Your goal >>
Reproduce verbatim the stretch of items from the line containing "Tag the yellow" through the line containing "(1202, 395)", including both of those lines and nothing else.

####################

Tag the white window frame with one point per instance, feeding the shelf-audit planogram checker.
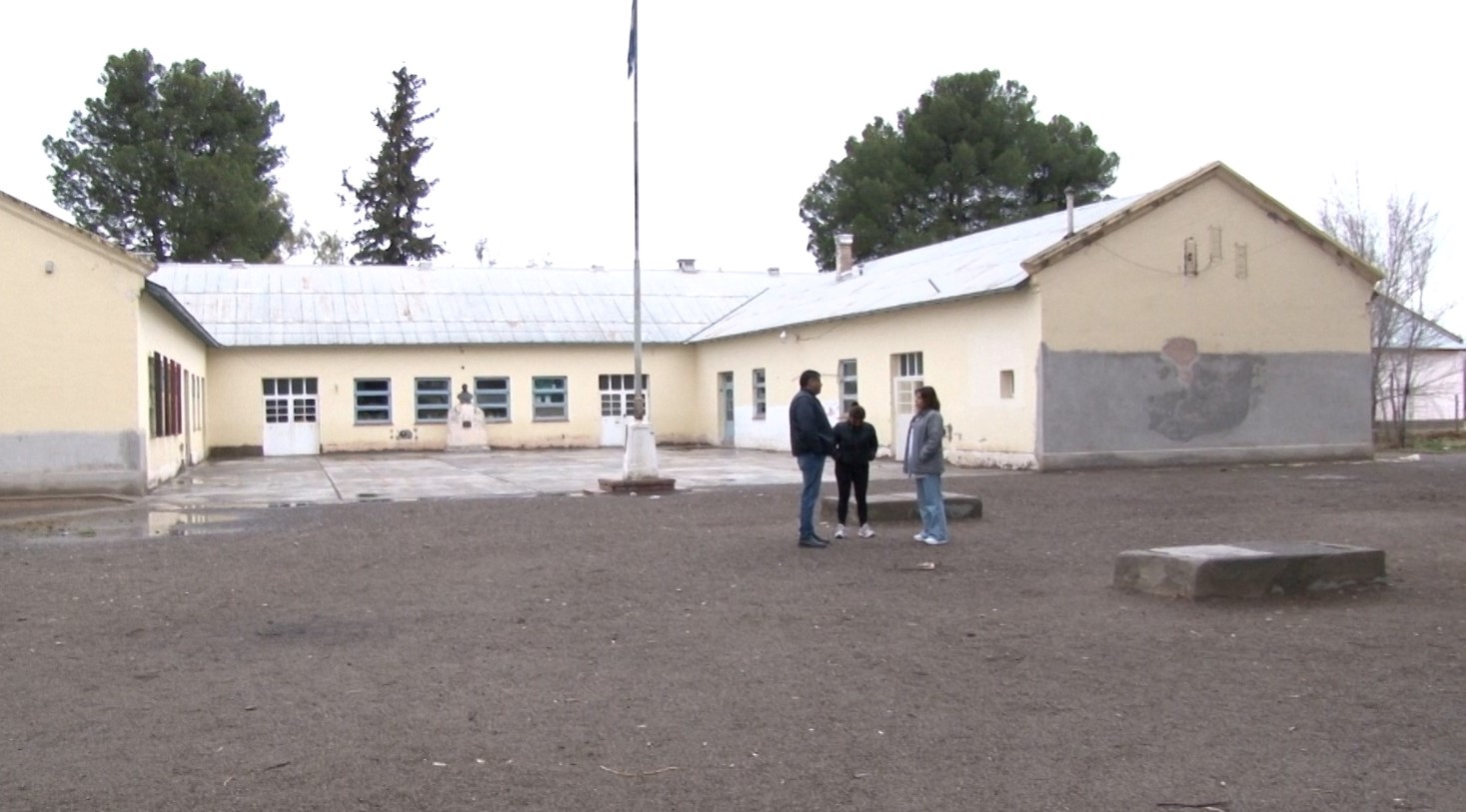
(493, 399)
(552, 398)
(849, 388)
(432, 398)
(363, 401)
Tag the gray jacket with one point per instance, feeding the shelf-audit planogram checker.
(923, 444)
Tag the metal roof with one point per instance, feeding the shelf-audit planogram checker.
(970, 266)
(333, 305)
(351, 305)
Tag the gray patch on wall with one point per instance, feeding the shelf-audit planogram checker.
(1180, 402)
(72, 461)
(1201, 395)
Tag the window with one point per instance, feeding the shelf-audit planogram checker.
(552, 399)
(907, 366)
(619, 396)
(434, 398)
(166, 396)
(373, 401)
(849, 394)
(493, 399)
(289, 401)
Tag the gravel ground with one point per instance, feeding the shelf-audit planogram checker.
(681, 652)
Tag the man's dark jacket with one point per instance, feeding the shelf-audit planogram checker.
(809, 429)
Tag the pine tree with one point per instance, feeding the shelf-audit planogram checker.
(970, 156)
(175, 162)
(390, 200)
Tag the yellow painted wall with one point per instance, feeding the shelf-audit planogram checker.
(71, 335)
(1127, 294)
(162, 333)
(965, 347)
(236, 412)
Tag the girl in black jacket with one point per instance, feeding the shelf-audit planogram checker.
(854, 447)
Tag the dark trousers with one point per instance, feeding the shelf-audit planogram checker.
(857, 475)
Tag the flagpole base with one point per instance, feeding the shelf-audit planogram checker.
(640, 464)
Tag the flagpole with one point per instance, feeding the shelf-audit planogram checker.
(638, 404)
(640, 467)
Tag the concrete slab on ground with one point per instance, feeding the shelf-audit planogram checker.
(1248, 569)
(901, 507)
(426, 475)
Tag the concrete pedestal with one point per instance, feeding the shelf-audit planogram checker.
(640, 466)
(1248, 569)
(467, 429)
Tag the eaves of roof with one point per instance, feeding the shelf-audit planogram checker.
(1158, 198)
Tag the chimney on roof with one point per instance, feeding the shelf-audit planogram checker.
(843, 253)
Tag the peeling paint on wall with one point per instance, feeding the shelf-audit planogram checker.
(1202, 395)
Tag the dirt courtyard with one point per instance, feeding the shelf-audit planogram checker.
(681, 652)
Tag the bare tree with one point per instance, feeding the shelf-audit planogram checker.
(1400, 327)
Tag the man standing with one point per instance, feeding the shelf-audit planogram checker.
(810, 438)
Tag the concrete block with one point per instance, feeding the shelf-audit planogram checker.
(1246, 569)
(638, 485)
(901, 507)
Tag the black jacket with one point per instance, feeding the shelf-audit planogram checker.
(854, 444)
(808, 425)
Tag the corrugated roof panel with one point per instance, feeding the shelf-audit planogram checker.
(313, 305)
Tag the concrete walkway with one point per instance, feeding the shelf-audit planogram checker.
(341, 478)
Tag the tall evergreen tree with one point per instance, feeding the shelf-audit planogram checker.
(390, 200)
(175, 162)
(970, 156)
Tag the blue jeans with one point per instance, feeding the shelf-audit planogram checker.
(932, 507)
(812, 467)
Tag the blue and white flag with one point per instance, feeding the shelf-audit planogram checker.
(631, 52)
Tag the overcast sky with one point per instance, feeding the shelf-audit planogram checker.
(744, 104)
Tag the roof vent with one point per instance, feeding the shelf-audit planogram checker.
(844, 253)
(1069, 207)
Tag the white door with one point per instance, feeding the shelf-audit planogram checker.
(618, 406)
(291, 417)
(726, 406)
(906, 372)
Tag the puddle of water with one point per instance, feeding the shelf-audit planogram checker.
(185, 522)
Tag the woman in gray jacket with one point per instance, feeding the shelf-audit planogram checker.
(925, 464)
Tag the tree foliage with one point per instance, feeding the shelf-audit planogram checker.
(970, 156)
(175, 162)
(390, 200)
(1402, 250)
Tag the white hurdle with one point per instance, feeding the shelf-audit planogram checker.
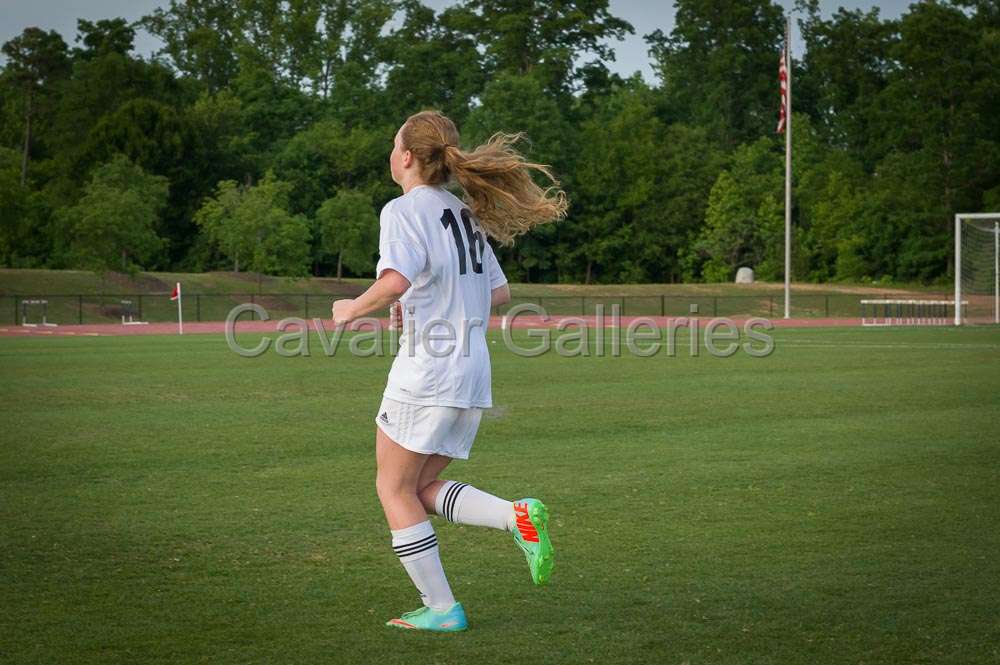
(28, 302)
(909, 312)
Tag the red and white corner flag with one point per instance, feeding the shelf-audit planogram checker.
(176, 295)
(783, 80)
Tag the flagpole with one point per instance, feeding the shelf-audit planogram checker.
(180, 311)
(788, 166)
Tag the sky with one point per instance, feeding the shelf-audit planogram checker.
(644, 15)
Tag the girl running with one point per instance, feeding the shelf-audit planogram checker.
(434, 259)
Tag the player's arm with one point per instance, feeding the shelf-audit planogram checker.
(386, 290)
(500, 295)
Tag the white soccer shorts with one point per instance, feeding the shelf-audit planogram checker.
(429, 430)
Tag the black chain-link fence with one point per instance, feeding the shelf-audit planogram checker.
(81, 309)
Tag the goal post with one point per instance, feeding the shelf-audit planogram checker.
(977, 267)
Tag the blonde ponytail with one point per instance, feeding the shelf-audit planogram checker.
(497, 180)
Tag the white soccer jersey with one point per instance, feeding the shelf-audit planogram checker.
(431, 238)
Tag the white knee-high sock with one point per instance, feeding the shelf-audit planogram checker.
(417, 549)
(464, 504)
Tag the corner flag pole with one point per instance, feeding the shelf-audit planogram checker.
(176, 295)
(788, 165)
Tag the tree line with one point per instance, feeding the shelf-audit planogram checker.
(258, 138)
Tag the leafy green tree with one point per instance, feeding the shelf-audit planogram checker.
(845, 67)
(23, 243)
(252, 227)
(744, 223)
(539, 37)
(35, 61)
(328, 155)
(200, 39)
(433, 64)
(104, 37)
(113, 226)
(348, 229)
(719, 67)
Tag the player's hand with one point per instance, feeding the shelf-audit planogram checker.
(343, 311)
(396, 316)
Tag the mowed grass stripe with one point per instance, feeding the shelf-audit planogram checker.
(164, 500)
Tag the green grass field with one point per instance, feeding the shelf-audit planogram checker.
(164, 500)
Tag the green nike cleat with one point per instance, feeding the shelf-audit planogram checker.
(451, 620)
(531, 533)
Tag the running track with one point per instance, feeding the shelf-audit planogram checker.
(218, 327)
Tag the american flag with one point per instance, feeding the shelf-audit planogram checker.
(783, 79)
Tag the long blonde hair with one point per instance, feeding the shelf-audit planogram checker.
(496, 178)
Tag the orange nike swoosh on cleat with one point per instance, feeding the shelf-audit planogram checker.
(400, 622)
(523, 523)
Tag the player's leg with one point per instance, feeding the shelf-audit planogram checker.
(461, 503)
(413, 537)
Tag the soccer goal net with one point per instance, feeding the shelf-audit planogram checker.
(977, 268)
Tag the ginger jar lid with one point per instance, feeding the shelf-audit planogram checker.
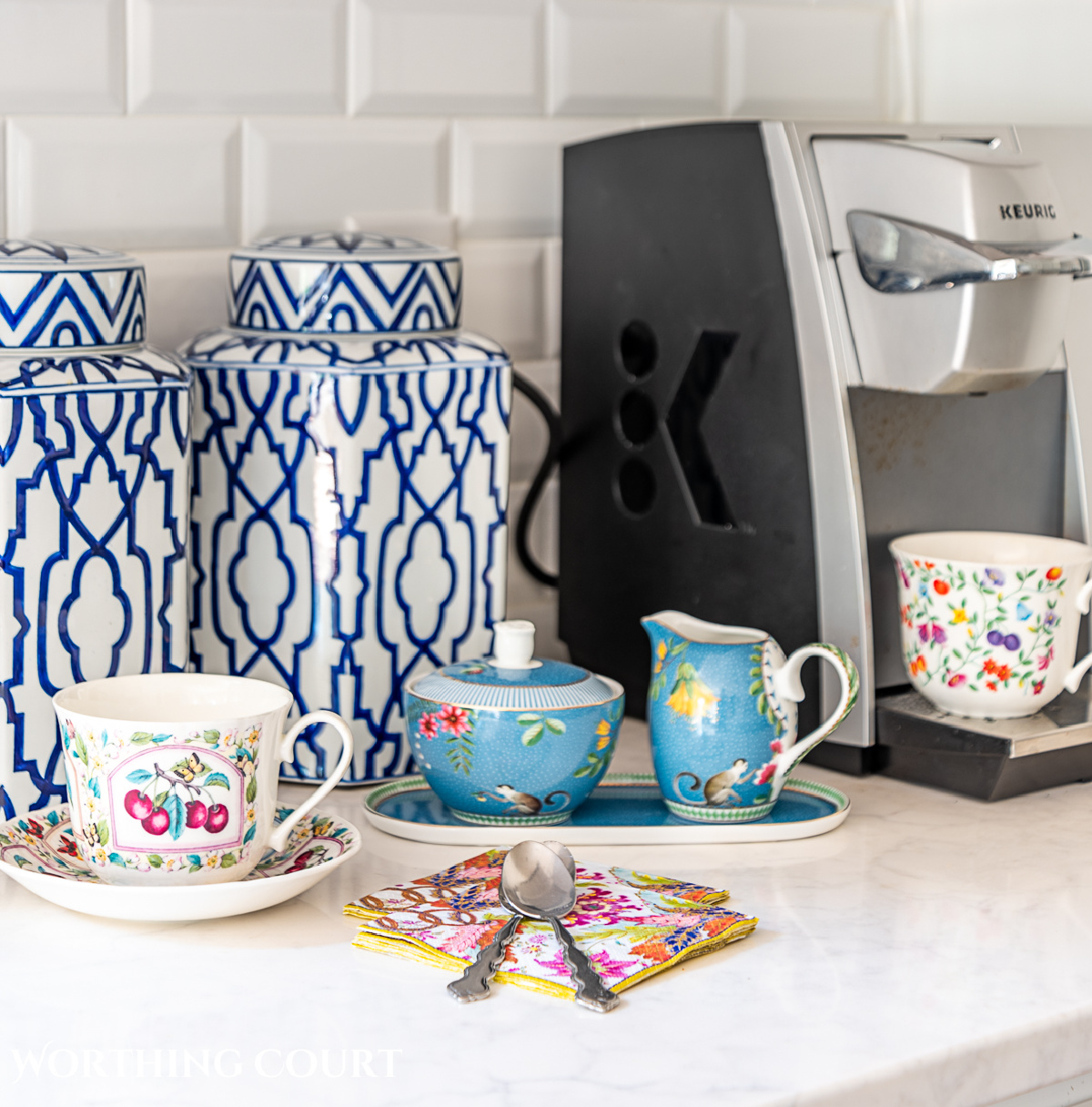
(55, 296)
(513, 680)
(345, 282)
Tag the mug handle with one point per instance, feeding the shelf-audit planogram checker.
(1073, 676)
(787, 686)
(278, 838)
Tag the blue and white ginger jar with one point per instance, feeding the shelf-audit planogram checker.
(94, 496)
(349, 482)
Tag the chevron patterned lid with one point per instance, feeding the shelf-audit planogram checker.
(345, 282)
(56, 297)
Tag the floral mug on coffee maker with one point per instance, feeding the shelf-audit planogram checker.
(989, 620)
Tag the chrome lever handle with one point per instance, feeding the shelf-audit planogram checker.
(897, 256)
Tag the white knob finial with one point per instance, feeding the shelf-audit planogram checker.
(513, 645)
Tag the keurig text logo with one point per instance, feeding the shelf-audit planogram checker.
(1028, 211)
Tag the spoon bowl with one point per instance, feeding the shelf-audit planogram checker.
(537, 882)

####################

Solution for this exercise >>
Tag the yellow painted wall with one point per instance, feeding the shelf-audit planogram checker.
(71, 335)
(1127, 294)
(162, 333)
(965, 347)
(236, 412)
Tag the girl in black jacket with one point per instance, feeding the shelf-audit planogram checker.
(854, 447)
Tag the dark trousers with one point per instance, feeding the shelf-audit planogram checker.
(857, 475)
Tag the flagpole base with one point per instance, feeding the shelf-audit planogram checker.
(640, 464)
Tag the flagpole with one point per instance, feeding the shelf-audit planogram checker.
(638, 404)
(640, 467)
Tag the concrete slab on ground with one point per instance, feeding the shelf-audit planogram checker.
(1248, 569)
(901, 507)
(426, 475)
Tag the concrete pedestal with one point per instance, feeding the shelf-audit planogram checker.
(640, 466)
(1248, 569)
(467, 429)
Tag the eaves of roof with one point per instance, feeding the shelf-audit planogram checker.
(1158, 198)
Tag the chimney on roof with one point per instance, feeding the shelf-audit planogram checker.
(843, 253)
Tag the peeling paint on wall with one point per instance, feeding the shelf-audit planogram checker.
(1202, 395)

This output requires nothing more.